STATED GOAL:
Give the rows again, starting with the line containing "the grass lawn" and going on through the end of the rows, with "silver metal siding" replaced by "corrugated steel siding" and everything else unchanged.

RECORDS SUPPLIED:
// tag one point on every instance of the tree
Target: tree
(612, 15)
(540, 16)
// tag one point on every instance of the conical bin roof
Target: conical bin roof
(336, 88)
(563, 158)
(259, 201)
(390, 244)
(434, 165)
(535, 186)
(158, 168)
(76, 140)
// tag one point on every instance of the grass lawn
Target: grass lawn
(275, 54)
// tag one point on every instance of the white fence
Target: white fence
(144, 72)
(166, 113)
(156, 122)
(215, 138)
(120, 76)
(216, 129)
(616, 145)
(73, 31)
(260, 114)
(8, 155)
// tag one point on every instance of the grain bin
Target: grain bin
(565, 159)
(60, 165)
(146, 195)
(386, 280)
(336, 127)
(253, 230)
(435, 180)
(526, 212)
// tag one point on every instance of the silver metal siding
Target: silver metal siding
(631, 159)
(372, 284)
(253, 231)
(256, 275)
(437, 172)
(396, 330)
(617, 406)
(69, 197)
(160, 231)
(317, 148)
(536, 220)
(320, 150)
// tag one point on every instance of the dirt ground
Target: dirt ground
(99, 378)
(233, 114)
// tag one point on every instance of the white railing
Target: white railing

FINAL RESULT:
// tag one point on every instance of the grass lawn
Target: grass lawn
(275, 54)
// tag one point on every instance of the white fence
Target: white fence
(144, 72)
(166, 113)
(156, 122)
(215, 138)
(120, 76)
(216, 129)
(616, 145)
(73, 31)
(260, 114)
(8, 155)
// tag one point on every instance of the grain bin
Target: grain bin
(565, 159)
(60, 165)
(146, 195)
(386, 280)
(336, 127)
(253, 230)
(435, 180)
(526, 212)
// tag one point on every instance of the corrugated steel siding
Target: corrugated steel siding
(631, 159)
(372, 284)
(253, 231)
(256, 275)
(437, 172)
(396, 330)
(617, 406)
(69, 197)
(160, 231)
(317, 148)
(536, 220)
(320, 150)
// tag one point on every instance of the dirt ground
Target: dirt ground
(99, 378)
(233, 114)
// tag one point on every instance of the white railing
Target: white railing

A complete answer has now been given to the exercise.